Return the data below exactly, but only from the line containing "Locate every instance of the small" through the line containing "Locate every instance of the wall", with both of those lines included.
━━ RECORDS FOR PROCESSING ━━
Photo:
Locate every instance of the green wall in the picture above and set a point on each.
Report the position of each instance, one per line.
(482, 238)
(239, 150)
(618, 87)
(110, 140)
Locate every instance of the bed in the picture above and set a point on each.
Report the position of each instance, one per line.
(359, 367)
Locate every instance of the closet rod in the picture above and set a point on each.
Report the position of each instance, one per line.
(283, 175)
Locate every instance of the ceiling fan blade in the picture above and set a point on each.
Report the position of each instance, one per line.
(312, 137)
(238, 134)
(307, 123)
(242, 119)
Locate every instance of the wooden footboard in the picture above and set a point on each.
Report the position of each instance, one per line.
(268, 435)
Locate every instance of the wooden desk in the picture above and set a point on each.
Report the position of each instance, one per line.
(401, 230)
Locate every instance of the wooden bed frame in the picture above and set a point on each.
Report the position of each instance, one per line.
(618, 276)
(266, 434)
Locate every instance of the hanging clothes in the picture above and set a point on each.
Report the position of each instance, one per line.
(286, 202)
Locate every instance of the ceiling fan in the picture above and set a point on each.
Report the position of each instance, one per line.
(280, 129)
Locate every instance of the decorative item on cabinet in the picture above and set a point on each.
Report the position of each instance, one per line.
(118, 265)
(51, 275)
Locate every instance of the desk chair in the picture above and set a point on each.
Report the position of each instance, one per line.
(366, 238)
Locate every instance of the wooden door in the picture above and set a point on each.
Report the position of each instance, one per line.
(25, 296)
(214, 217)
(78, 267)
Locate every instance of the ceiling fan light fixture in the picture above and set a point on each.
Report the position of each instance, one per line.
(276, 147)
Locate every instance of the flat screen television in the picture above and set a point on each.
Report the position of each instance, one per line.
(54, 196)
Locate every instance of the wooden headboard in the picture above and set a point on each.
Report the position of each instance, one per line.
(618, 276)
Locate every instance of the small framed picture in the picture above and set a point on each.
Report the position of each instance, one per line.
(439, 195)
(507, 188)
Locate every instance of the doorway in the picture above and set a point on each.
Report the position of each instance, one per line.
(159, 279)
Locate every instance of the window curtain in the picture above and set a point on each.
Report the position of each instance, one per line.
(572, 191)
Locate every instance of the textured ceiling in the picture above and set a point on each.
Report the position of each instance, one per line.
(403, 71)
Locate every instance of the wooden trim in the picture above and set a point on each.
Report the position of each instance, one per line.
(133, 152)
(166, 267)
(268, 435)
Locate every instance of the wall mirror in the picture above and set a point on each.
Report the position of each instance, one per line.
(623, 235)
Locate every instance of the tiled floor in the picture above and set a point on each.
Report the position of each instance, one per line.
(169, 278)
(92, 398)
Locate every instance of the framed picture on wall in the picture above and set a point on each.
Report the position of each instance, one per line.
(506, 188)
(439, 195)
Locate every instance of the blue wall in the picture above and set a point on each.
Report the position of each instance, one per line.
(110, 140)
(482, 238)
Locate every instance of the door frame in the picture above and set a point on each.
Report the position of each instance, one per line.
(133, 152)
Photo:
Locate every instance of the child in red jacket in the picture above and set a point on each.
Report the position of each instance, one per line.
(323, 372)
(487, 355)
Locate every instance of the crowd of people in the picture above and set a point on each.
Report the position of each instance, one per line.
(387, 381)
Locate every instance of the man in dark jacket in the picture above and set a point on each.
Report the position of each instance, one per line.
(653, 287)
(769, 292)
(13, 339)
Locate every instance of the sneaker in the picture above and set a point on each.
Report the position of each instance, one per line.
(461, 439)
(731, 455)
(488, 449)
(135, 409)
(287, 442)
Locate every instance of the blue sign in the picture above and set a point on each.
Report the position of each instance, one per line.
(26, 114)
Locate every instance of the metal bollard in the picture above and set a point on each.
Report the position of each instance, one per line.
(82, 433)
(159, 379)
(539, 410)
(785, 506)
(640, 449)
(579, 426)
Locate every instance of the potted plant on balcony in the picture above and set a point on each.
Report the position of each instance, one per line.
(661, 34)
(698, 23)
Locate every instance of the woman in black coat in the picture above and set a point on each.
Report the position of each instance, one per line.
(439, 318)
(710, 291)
━━━
» RESULT FOR THIS TASK
Locate every instance of the small framed picture in the picture above and set a point on each.
Report the position of each instance, one per line.
(439, 195)
(507, 188)
Locate every instance of the doorway in the picture above and set a point on each.
Report the position of each instance, one per line.
(159, 279)
Locate every instance of the window curtain in the picture above and set a point on each.
Report the position of each instance, one per line.
(572, 191)
Locate every instance of the textured ceiling in the picture above and set a point on each.
Report the position of each instance, one per line.
(403, 71)
Locate every instance of the wooden trim in the picture above and set a point on each.
Report the position of each instance, one per line.
(133, 152)
(166, 267)
(268, 435)
Locate every instance of the wall mirror in the picture above and set a point on each.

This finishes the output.